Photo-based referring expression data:
════════════════
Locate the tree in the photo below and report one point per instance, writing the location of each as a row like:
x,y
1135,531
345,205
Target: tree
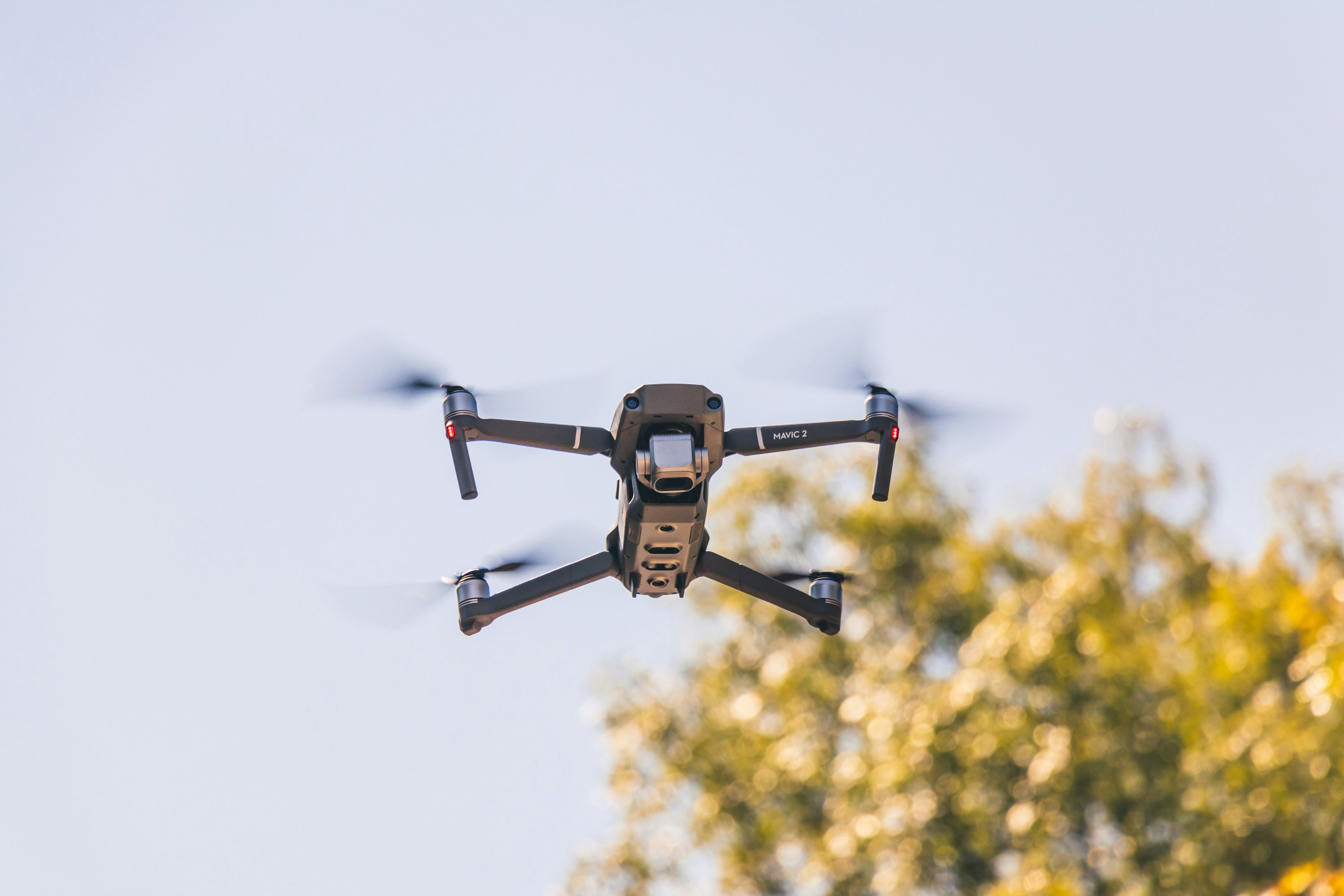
x,y
1085,702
════════════════
- **REQUIRED ACTION**:
Could you reproduce the records above exactly, leaving out the pictures?

- **ANSWER SPACE**:
Locate the tree in the photo below and report one point per instance, writing the location of each as a row like:
x,y
1135,531
345,205
Target: tree
x,y
1085,702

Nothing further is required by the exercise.